Text excerpt:
In conclusion, it is important to treat both shoulders even if you are having pain in only one shoulder. The more you work with your own musculature the more familiar you will become with which muscles are tight or short and which muscles are over stretched or to long. The shortened muscles are the ones you will spend more time applying pressure and friction. The ones that are elongated require stimulation that is more soothing in nature and exercise with resistance bands to strengthen them.
The forward head posture and forward rolled shoulder posture are common to all of us. As 99% of everything we do as humans' takes place in front of us where we can see what we are doing and our arms work best. Balancing the muscles of the shoulder can reduce and eliminate shoulder, neck and head pain such as tension headaches.

Activity:
Could you write out the shoulder-care text between "In conclusion, it" and "as tension headaches.", inclusive, substituting "elastic bands" for "resistance bands"?

Provided data:
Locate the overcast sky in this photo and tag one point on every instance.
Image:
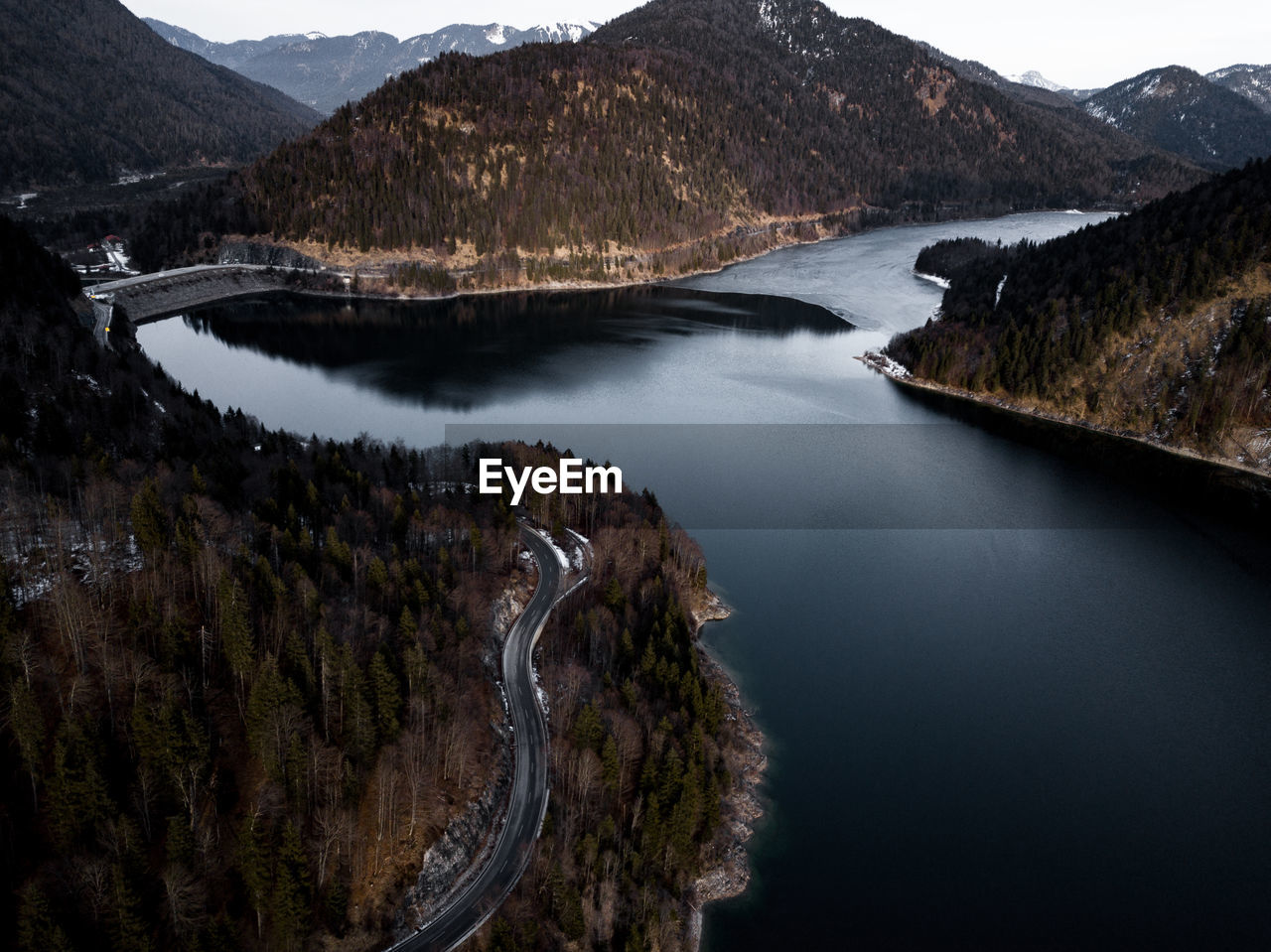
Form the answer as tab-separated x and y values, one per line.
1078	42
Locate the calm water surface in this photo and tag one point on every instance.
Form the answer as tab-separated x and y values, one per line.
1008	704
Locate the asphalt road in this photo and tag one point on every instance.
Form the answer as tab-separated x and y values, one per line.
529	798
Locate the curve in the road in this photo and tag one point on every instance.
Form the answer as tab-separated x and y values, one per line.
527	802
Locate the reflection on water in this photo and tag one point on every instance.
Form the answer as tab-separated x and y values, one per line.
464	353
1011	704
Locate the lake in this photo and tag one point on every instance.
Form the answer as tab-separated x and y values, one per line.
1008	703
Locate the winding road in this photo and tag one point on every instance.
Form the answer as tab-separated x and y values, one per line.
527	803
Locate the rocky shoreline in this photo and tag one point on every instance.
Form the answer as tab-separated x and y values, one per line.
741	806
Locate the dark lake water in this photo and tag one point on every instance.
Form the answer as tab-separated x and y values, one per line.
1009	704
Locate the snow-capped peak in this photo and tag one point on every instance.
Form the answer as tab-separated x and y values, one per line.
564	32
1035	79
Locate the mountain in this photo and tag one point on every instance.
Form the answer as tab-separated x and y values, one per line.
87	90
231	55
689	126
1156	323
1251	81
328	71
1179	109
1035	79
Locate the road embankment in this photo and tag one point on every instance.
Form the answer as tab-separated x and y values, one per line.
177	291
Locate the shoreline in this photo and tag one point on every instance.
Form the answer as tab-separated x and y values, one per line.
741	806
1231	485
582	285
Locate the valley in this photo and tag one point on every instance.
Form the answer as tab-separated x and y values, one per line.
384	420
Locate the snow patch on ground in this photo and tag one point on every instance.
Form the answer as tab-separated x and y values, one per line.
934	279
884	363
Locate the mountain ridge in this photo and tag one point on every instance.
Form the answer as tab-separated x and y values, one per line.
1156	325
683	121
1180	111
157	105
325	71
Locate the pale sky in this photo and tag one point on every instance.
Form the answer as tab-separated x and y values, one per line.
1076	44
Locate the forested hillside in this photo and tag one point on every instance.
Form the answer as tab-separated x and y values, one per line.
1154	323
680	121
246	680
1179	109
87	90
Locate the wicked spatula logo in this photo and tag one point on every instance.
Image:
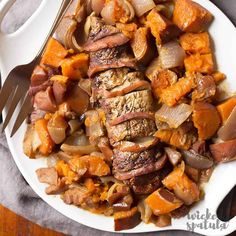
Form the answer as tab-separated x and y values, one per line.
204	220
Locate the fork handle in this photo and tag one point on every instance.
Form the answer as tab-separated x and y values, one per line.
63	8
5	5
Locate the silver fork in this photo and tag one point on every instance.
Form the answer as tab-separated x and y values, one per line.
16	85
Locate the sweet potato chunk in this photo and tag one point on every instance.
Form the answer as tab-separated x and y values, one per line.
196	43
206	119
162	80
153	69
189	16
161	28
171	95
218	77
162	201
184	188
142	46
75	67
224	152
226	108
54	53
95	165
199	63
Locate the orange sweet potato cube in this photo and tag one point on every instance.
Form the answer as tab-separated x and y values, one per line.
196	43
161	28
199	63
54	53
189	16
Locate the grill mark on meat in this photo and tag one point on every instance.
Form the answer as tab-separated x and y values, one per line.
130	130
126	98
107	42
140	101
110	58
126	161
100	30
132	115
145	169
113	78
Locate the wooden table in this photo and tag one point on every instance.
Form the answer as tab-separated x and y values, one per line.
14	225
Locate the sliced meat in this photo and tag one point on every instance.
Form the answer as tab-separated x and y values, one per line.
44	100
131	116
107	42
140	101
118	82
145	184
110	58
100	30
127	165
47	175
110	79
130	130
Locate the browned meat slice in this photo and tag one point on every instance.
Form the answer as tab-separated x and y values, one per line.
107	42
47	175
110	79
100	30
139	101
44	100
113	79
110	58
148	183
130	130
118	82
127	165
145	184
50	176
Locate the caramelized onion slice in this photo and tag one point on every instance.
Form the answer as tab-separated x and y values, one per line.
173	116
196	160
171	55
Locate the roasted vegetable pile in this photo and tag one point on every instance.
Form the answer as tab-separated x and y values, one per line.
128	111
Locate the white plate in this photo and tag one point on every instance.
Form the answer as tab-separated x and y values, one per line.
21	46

Answer:
In conclusion, it is important to treat both shoulders even if you are having pain in only one shoulder. The more you work with your own musculature the more familiar you will become with which muscles are tight or short and which muscles are over stretched or to long. The shortened muscles are the ones you will spend more time applying pressure and friction. The ones that are elongated require stimulation that is more soothing in nature and exercise with elastic bands to strengthen them.
The forward head posture and forward rolled shoulder posture are common to all of us. As 99% of everything we do as humans' takes place in front of us where we can see what we are doing and our arms work best. Balancing the muscles of the shoulder can reduce and eliminate shoulder, neck and head pain such as tension headaches.